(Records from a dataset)
┌────────

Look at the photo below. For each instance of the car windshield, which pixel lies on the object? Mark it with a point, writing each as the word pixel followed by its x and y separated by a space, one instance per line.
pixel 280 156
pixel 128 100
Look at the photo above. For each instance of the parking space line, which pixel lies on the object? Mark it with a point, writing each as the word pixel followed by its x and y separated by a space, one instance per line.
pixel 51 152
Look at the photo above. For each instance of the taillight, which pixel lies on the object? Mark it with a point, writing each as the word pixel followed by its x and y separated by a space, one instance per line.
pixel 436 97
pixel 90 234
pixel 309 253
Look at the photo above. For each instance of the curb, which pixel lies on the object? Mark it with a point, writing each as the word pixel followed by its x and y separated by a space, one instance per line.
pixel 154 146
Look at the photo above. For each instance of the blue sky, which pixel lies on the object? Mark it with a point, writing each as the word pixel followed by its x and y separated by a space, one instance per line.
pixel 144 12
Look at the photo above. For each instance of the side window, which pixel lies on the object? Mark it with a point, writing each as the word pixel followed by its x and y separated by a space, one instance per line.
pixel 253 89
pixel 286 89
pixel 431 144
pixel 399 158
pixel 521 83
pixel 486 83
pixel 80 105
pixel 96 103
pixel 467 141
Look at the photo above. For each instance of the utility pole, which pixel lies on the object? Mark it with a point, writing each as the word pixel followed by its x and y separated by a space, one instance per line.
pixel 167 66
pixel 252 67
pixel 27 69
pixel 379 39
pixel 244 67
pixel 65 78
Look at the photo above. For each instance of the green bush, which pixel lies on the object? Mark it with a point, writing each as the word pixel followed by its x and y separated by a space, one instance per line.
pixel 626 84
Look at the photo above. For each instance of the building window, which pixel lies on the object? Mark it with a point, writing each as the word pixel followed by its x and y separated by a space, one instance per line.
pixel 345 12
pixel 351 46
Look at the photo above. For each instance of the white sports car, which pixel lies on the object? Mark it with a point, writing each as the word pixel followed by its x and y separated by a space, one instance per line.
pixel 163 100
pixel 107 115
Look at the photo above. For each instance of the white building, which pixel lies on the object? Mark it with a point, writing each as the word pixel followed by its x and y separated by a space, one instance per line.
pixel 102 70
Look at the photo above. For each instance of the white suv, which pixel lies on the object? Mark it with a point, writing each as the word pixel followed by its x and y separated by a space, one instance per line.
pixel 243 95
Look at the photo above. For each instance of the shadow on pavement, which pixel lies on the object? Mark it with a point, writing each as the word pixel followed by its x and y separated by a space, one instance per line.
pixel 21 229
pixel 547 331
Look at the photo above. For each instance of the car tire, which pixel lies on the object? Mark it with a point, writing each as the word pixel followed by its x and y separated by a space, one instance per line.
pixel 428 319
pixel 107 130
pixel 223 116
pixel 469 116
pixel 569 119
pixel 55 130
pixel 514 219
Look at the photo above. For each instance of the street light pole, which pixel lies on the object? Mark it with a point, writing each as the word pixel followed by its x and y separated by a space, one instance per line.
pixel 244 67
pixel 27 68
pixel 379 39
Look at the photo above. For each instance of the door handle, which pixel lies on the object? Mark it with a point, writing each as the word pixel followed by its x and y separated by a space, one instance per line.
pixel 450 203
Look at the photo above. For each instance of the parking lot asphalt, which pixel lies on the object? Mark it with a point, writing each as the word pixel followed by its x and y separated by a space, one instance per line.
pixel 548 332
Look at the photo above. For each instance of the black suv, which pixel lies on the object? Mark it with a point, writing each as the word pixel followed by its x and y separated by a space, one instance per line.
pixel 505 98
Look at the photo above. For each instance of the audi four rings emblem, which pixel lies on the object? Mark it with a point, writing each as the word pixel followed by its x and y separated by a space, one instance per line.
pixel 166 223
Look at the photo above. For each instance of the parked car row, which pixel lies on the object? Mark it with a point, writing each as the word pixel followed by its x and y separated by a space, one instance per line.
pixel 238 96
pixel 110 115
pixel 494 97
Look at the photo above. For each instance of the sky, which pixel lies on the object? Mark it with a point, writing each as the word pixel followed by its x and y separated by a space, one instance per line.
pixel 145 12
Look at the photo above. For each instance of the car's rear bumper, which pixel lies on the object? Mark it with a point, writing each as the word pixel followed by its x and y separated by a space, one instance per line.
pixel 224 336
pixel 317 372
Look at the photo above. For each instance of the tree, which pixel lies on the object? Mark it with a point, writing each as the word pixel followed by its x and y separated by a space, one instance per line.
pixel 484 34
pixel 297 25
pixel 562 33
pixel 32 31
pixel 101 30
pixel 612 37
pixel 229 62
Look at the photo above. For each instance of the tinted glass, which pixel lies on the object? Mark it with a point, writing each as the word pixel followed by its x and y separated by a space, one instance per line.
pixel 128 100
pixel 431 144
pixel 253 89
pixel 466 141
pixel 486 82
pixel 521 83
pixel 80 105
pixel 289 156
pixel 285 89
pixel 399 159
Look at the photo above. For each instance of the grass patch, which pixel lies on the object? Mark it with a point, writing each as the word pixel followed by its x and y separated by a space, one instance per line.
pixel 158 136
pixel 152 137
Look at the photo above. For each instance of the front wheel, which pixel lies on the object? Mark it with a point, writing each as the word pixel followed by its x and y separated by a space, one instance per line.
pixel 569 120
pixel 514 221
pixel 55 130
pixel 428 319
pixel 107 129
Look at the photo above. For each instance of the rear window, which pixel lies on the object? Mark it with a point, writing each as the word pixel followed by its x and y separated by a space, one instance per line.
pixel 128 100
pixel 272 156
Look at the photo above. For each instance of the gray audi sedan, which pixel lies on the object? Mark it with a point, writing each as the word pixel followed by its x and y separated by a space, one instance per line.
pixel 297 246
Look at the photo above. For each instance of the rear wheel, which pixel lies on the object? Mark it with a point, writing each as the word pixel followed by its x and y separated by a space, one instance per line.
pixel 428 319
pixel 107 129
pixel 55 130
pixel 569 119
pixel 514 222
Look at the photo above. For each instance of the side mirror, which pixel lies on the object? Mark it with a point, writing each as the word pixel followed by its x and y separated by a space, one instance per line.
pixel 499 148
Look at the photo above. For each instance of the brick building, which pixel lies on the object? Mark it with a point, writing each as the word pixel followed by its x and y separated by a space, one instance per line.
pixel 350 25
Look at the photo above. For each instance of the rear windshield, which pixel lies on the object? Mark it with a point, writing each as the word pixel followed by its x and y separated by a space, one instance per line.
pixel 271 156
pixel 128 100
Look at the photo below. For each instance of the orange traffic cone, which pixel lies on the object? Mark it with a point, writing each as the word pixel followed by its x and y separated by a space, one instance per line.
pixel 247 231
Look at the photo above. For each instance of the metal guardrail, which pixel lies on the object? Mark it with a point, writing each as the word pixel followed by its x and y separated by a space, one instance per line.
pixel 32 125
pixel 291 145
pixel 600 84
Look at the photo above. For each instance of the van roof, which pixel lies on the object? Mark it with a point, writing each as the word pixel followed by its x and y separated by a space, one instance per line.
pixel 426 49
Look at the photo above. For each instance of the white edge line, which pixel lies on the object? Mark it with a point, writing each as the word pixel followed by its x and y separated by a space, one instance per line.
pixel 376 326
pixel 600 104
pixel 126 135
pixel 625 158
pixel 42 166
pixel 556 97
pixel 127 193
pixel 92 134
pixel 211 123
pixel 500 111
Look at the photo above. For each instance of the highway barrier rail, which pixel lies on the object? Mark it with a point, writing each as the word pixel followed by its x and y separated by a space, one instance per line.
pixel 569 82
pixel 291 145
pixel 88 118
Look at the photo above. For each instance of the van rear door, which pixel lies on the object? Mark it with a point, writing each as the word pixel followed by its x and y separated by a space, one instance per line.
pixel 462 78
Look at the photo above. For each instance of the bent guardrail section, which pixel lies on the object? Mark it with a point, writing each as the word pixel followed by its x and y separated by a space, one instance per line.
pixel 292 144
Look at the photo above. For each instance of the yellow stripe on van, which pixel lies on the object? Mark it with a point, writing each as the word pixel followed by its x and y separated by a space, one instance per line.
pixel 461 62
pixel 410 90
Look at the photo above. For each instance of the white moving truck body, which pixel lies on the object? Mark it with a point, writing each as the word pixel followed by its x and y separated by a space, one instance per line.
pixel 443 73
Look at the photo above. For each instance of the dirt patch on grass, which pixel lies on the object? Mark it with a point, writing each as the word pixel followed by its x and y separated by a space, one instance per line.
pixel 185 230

└────────

● **Work task**
Produce an exact copy of the lines from the one containing "Look at the photo above. For each instance of the dirt" through the final line of the data, both ends included, and only those.

● **Solution for this task**
Look at the photo above. For each instance of the dirt patch on grass, which pixel lies on the object? Mark it with a point, writing each as the word pixel followed by its x and y separated by a space, one instance per line.
pixel 185 230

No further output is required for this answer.